→ Ejercicio propuesto 1
Copia sin cambios las filas de datos guardadas que van desde la línea con "Data-validation step: confirm the dry" hasta la línea con "[34,22,47,48]", ambas incluidas.

→ Texto extraído
La historia de R
Sabía lo que quería hacer y cómo quería vivir. R me enseñó a dejar de cacarear, a pensar antes de hablar, a ser natural y a respetar el silencio. Se ve que estaba loco, esclavo y dueño de sí mismo.
Sabía lo que quería hacer y cómo quería vivir. R me enseñó a dejar de cacarear, a pensar antes de hablar, a ser natural y a respetar el silencio. Se ve que estaba loco, esclavo y dueño de sí mismo.
R vivía en la calle, vestía ropas viejas y siempre iba descalzo. Decía que así estaba conectado con la energía de la tierra. Llevaba el pelo corto, barba canosa y descuidada. Tenía unos ojos azules muy pequeños. Penetrantes y llenos de vida, contrastaban con el resto de su figura, propia de un hombre que supera la mitad de siglo. Tenía la piel y las manos trabajadas, una memoria y una mente casi prodigiosas. Decía ser de un país que ya no existe. Hablaba rápido, entrecortado, con fuerte acento. Se supone que estaba loco o enfermo. Quizá ambas cosas. Tal vez ninguna.

(Entradas de datos guardadas)
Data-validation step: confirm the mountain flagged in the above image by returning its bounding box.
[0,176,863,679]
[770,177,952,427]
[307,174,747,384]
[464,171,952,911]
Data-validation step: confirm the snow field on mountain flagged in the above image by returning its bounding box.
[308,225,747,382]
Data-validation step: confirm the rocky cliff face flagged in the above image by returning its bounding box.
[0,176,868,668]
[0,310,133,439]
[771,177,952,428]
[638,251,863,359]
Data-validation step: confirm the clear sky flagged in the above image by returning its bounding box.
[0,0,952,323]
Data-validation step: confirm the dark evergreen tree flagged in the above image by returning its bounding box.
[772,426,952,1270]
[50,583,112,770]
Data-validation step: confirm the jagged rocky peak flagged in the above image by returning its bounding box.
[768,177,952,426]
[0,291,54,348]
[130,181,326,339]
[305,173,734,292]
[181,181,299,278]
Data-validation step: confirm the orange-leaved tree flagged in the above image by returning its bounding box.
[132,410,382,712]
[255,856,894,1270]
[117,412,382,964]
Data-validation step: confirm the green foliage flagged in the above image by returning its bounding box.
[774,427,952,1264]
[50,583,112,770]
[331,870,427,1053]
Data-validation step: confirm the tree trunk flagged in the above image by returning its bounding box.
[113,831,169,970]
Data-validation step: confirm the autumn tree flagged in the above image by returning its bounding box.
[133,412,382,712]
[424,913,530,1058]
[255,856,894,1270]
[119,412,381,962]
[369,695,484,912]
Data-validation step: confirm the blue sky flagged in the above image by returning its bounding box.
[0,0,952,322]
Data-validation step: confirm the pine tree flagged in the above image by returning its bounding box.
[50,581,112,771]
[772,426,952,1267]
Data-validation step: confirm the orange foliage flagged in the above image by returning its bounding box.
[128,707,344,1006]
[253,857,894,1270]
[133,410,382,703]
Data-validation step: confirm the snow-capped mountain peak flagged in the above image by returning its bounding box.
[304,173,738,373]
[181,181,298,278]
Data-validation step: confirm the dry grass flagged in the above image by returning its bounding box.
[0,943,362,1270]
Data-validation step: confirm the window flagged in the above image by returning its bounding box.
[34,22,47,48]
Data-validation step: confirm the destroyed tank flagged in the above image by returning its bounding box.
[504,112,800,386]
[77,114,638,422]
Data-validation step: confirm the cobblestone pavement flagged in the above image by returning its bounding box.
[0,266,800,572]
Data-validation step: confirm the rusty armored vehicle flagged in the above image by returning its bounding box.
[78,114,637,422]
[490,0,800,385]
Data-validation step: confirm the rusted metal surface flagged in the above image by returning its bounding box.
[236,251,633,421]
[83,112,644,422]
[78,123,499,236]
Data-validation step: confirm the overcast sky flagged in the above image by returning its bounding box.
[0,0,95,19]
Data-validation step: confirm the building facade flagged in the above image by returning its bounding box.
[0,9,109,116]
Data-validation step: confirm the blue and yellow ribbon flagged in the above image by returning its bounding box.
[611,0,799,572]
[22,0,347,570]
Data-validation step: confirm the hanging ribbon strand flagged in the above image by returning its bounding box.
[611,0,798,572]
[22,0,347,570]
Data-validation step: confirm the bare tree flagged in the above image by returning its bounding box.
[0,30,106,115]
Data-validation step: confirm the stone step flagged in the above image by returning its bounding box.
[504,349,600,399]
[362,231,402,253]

→ Ejercicio propuesto 2
Resume en dos oraciones el texto sobre R.

→ Respuesta correcta 1
Data-validation step: confirm the dry grass flagged in the above image by returning its bounding box.
[0,943,362,1270]
Data-validation step: confirm the window flagged in the above image by returning its bounding box.
[34,22,47,48]

→ Respuesta correcta 2
R vivía en la calle, vestía ropas viejas e iba siempre descalzo, y enseñó a quien narra a pensar antes de hablar, a ser natural y a respetar el silencio. Tenía barba canosa, unos ojos azules pequeños y penetrantes y una mente casi prodigiosa, decía ser de un país que ya no existe y se suponía que estaba loco o enfermo.